Tâche 1 —
Reproduisez à l'identique le passage de l'article sur la croyance en une « bonne criminalité voulue par Dieu », depuis « La croyance criminogène, toutefois, a » jusqu'à « la religion juive. ».

Le nouveau pape devra supprimer la pire des croyances

par Pierre Régnier
jeudi 14 février 2013

La croyance dans une "bonne criminalité voulue par Dieu" reste ce qu'il y a de pire dans l'enseignement des religions. C'est elle qui, depuis trois millénaires, conduit des croyants du monothéisme à la pratique effective de la criminalité religieuse.
 

L'hébraïsme l'a inventée. Il l'a divinisée, sacralisée, dogmatisée. Le judaïsme et le christianisme naissant ont confirmé qu'elle était "une bonne croyance".

Ces deux monothéismes ont cependant, chacun à sa manière, limité à une époque lointaine, celle de l'Ancien Testament, leur justification de la prétendue volonté criminelle de Dieu "pour la bonne cause".

La croyance criminogène, toutefois, a été transmise au nouveau prophète Mohamed qui en a fait le socle, aujourd'hui encore considéré comme indestructible, de la nouvelle religion qu'il a créée. Il a re-justifié, en re-définissant "la bonne cause", la prétendue criminalité de Dieu mais en annonçant valable et nécessaire sa mise en pratique jusqu'à la totale soumission de l'humanité "au seul vrai Dieu Allah".

N'oublions pas pourtant que, si Augustin, l'un des Pères de l'Eglise, a énoncé pour le courant chrétien la "bonne persécution" par les institutions religieuses avant l'arrivée de Mohamed, Maïmonide l'a répétée à son tour beaucoup plus tard pour la religion juive.

Augustin (354-430) écrit dans la Lettre 185 à Boniface : « La persécution exercée par les impies contre l’Église du Christ est injuste, tandis qu’il y a justice dans la persécution infligée aux impies par l’Église de Jésus-Christ. L’Église persécute par amour ; les impies par cruauté. »

Maïmonide (1135-1204) énumère, dans Le Guide des égarés, un certain nombre de grands massacres "commandés par Dieu" incluant "l'expédition faite par un peuple contre un autre pour le détruire par le glaive et pour effacer sa trace". Et si, pour Maïmonide, ces massacres "font indubitablement partie des actions de Dieu" celui-ci les commande "en raison du démérite de ceux qui sont punis". On ne doit en aucun cas y voir "des actions comme celles qui, chez nous, émanent d'une disposition de l'âme, savoir, de la jalousie, de la vengeance, de la haine ou de la colère".

Enregistrements —

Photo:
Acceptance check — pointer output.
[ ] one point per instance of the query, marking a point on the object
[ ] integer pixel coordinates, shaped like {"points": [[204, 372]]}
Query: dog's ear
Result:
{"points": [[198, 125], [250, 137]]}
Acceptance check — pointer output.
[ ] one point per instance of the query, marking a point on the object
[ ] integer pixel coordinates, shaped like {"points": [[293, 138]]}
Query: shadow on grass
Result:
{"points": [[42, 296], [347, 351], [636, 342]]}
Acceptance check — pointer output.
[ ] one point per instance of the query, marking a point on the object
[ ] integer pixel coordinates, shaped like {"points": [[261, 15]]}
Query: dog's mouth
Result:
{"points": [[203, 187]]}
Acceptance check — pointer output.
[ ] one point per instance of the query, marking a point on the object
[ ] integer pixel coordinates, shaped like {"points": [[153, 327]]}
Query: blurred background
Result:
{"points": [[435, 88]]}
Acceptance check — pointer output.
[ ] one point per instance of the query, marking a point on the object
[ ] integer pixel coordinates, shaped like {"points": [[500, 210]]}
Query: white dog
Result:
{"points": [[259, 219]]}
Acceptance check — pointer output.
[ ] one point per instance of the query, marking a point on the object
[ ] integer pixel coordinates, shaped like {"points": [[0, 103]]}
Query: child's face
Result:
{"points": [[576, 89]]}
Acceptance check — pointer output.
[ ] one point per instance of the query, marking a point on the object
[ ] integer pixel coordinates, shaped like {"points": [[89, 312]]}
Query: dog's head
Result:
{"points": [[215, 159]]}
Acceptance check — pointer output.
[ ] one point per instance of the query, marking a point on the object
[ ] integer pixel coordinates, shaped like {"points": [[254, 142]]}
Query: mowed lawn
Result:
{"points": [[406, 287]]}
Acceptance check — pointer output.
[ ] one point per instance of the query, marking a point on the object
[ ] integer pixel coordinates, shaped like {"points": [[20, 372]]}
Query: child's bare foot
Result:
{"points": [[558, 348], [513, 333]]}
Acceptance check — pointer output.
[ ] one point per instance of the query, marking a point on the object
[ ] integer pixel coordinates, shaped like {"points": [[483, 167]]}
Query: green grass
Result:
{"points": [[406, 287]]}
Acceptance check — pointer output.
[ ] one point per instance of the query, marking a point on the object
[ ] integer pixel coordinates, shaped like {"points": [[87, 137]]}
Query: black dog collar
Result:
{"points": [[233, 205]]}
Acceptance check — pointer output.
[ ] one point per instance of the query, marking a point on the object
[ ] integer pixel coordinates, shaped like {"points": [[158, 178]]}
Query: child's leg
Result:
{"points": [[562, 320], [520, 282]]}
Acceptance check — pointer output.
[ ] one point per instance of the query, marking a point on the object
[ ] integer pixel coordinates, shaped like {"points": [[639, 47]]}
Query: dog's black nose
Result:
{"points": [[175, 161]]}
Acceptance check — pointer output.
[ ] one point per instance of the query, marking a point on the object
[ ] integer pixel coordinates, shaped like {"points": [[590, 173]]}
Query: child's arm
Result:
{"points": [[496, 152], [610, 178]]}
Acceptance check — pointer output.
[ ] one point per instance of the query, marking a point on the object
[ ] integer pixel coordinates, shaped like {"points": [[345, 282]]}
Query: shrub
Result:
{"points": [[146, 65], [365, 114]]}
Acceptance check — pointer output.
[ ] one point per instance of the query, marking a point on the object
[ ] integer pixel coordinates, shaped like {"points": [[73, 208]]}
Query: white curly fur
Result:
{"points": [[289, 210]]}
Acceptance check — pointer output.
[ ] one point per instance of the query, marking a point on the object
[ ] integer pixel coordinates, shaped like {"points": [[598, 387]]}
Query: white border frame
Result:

Tâche 2 —
Relevez, en les recopiant, toutes les lignes des enregistrements où figure le mot « black ».

Réponse 1 —
La croyance criminogène, toutefois, a été transmise au nouveau prophète Mohamed qui en a fait le socle, aujourd'hui encore considéré comme indestructible, de la nouvelle religion qu'il a créée. Il a re-justifié, en re-définissant "la bonne cause", la prétendue criminalité de Dieu mais en annonçant valable et nécessaire sa mise en pratique jusqu'à la totale soumission de l'humanité "au seul vrai Dieu Allah".

N'oublions pas pourtant que, si Augustin, l'un des Pères de l'Eglise, a énoncé pour le courant chrétien la "bonne persécution" par les institutions religieuses avant l'arrivée de Mohamed, Maïmonide l'a répétée à son tour beaucoup plus tard pour la religion juive.

Réponse 2 —
Query: black dog collar
Query: dog's black nose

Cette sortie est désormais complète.